-- Start Material provided --

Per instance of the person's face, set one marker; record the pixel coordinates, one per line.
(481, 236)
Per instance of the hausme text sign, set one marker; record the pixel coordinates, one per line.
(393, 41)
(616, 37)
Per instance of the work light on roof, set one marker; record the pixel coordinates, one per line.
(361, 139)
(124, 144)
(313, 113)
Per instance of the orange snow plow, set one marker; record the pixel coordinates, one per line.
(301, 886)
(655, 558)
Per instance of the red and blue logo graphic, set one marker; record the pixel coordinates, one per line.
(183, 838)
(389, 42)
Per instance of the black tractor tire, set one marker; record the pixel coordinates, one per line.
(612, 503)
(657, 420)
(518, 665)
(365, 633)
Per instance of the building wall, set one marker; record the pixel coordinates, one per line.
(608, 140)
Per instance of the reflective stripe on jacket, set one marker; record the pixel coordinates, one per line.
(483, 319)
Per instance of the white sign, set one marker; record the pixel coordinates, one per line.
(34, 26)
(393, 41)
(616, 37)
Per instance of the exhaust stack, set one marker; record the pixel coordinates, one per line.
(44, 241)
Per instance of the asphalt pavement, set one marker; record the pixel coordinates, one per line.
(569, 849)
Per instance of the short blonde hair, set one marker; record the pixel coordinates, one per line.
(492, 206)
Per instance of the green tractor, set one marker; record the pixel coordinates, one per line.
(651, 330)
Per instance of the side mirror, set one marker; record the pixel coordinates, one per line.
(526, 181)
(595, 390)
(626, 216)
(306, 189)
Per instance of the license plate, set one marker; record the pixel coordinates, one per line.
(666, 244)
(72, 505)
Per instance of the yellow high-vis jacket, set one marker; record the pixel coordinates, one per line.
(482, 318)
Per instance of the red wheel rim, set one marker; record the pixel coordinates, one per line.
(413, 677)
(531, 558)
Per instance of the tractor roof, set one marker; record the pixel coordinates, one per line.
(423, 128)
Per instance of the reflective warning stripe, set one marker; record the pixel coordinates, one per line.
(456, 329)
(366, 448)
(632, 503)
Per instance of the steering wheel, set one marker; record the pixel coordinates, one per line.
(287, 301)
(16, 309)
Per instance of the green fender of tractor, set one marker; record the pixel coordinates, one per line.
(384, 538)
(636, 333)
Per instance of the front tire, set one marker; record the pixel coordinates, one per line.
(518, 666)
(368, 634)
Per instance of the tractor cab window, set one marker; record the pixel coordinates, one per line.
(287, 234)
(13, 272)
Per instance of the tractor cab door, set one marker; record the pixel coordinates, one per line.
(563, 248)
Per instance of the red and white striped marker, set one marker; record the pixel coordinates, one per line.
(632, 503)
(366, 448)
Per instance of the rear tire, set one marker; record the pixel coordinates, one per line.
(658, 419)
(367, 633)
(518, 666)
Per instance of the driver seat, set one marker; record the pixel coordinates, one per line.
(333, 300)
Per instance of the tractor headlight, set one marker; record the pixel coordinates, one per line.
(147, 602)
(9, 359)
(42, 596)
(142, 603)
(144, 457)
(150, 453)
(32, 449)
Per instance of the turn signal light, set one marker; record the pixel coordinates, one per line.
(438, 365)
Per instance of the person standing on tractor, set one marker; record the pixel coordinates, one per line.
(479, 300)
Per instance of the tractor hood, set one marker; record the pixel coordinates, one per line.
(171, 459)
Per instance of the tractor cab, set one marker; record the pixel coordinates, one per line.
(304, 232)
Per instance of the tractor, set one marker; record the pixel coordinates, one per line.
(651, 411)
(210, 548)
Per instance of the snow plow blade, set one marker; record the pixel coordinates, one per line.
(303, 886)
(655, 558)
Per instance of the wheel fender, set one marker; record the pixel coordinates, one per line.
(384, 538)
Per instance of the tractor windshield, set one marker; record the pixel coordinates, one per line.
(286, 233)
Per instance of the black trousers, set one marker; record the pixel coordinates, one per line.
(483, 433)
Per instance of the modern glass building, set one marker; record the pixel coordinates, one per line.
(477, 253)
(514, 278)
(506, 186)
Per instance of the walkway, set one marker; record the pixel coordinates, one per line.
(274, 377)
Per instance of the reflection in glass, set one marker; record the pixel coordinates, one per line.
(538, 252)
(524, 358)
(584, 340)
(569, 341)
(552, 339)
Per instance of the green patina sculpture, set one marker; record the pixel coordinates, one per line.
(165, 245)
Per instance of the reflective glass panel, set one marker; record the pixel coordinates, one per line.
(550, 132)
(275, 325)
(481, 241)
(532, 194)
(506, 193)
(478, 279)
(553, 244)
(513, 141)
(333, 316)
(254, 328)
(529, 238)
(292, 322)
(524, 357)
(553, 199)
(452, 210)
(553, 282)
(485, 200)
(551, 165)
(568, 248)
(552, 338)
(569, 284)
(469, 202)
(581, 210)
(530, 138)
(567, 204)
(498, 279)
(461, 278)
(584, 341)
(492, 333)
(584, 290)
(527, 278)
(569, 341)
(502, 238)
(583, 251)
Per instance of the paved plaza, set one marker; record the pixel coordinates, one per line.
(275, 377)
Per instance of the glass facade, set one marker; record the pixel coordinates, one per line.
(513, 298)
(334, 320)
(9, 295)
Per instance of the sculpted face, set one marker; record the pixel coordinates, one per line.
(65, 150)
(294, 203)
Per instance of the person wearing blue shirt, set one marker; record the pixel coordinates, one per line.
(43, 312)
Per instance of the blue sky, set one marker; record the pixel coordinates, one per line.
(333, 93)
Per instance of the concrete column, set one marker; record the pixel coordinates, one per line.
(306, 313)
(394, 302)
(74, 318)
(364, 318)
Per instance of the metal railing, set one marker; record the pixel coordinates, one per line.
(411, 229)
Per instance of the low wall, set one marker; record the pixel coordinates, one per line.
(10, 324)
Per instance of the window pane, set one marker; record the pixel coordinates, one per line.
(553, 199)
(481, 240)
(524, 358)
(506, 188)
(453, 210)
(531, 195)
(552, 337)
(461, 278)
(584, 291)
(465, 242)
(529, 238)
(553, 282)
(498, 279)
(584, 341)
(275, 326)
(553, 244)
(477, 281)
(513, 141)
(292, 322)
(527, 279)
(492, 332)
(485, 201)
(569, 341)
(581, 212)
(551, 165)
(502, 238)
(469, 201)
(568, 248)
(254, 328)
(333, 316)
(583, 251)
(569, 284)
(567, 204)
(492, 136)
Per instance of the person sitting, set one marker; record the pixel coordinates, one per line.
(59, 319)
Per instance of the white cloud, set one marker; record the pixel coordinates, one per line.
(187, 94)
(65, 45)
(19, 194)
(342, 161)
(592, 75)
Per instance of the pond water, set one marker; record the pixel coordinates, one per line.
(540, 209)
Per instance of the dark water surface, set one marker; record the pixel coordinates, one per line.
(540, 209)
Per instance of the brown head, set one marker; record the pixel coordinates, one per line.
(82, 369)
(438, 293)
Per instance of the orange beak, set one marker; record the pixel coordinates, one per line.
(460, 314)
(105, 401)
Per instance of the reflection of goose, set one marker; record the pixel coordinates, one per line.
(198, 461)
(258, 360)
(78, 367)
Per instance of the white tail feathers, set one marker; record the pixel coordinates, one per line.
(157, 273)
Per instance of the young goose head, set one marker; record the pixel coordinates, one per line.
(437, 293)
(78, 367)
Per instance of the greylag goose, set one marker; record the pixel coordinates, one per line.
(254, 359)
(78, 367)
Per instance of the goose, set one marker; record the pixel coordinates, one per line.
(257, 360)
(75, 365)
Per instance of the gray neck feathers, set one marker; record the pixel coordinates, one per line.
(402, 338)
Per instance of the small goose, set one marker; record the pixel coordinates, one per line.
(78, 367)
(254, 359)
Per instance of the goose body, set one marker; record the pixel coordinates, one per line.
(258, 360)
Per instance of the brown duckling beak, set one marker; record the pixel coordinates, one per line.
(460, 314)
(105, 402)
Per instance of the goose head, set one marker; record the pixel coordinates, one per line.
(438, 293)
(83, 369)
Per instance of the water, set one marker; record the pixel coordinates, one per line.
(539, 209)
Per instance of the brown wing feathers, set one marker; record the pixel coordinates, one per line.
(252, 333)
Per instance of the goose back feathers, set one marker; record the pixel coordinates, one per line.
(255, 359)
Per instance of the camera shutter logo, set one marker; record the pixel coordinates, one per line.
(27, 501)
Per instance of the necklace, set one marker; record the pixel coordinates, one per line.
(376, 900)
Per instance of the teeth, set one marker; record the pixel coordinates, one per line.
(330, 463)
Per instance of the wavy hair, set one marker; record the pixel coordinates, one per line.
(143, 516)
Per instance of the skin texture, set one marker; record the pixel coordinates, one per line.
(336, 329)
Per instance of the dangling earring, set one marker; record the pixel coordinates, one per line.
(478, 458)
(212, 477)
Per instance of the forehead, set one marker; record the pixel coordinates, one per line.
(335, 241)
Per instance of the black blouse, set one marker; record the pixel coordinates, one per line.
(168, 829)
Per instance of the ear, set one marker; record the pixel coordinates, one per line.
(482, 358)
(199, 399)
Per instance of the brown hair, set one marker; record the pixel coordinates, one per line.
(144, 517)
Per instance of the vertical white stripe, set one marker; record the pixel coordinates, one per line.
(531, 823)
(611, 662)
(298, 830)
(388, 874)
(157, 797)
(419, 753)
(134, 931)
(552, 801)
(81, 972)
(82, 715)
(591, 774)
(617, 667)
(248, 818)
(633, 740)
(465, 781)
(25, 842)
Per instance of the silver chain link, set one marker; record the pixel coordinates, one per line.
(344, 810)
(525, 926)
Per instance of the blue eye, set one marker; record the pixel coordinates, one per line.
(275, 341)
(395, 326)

-- End Material provided --

**Exercise objective**
Can you repeat the data above word for word, beginning at the line that contains "Per instance of the vertical" and stopping after the last line of the data?

**Correct output**
Per instance of the vertical white stripe, set one marker; record the pixel coordinates, one per line.
(531, 823)
(611, 662)
(298, 830)
(388, 874)
(157, 797)
(419, 753)
(134, 931)
(552, 801)
(81, 972)
(82, 715)
(591, 774)
(617, 667)
(248, 818)
(633, 740)
(465, 781)
(25, 842)
Per instance of the silver chain link, set one marker; record the pixel coordinates, one per line.
(344, 810)
(525, 926)
Per instance of the blue eye, set one marker; record the pixel coordinates, one per line.
(275, 341)
(395, 326)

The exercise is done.